YOUR OBJECTIVE: The full set of entries below must be returned exactly as shown.

--- EXTRACTED RECORDS Enclosed Below ---

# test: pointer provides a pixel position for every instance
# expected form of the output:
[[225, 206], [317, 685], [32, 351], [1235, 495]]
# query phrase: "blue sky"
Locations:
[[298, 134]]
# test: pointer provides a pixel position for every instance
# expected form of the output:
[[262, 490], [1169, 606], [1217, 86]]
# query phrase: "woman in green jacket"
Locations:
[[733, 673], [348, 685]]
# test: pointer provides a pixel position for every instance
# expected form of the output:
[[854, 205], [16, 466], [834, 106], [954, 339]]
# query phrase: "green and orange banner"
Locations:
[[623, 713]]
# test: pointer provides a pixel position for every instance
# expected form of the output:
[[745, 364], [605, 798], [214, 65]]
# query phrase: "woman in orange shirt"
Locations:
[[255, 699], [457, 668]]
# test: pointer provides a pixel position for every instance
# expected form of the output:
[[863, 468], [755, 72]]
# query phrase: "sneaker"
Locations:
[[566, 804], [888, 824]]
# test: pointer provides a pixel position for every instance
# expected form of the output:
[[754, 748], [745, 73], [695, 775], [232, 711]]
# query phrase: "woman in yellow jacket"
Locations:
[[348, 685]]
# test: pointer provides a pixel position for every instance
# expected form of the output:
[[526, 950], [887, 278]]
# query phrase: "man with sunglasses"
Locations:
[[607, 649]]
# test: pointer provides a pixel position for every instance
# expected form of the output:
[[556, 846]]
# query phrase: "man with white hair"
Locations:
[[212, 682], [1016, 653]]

--- End of Enclosed EXTRACTED RECORDS ---

FINISHED EXERCISE:
# test: pointer provides a pixel position for every instance
# expected form of the output:
[[225, 206], [317, 685], [32, 351], [1235, 495]]
# query phrase: "blue sky"
Locations:
[[298, 134]]
# test: pointer provides a pixel position for every instance
# expected form of the output:
[[262, 490], [1169, 606], [1217, 86]]
# query phrase: "woman in green jacket"
Locations:
[[733, 673], [348, 685]]
# test: pointer provides a pixel position for every instance
# expected form of the output:
[[854, 205], [16, 466], [834, 106], [954, 339]]
# query phrase: "green and orange banner"
Locations:
[[623, 713]]
# test: pointer provides a pixel position for every instance
# expected form of the output:
[[745, 364], [605, 798], [214, 65]]
# query phrase: "woman in orange shirt"
Locations:
[[255, 699], [457, 668]]
# test: pointer provides a pixel position for every instance
# expected form of the output:
[[863, 468], [755, 72]]
# query phrase: "sneaker"
Locations:
[[566, 804], [888, 824]]
# test: pointer provides a pixel position for every instance
# expected form of the output:
[[754, 748], [745, 73], [695, 775], [232, 711]]
# query phrase: "woman in yellow jacket"
Locations:
[[348, 685]]
# test: pointer provides a pixel position for every instance
# expected form of the output:
[[526, 950], [887, 278]]
# query phrase: "man with sunglasses"
Locations:
[[607, 649]]
# test: pointer provides a pixel position for every instance
# expected form of the output:
[[556, 846]]
# query phrase: "man with white hair"
Locations:
[[212, 682], [1016, 653]]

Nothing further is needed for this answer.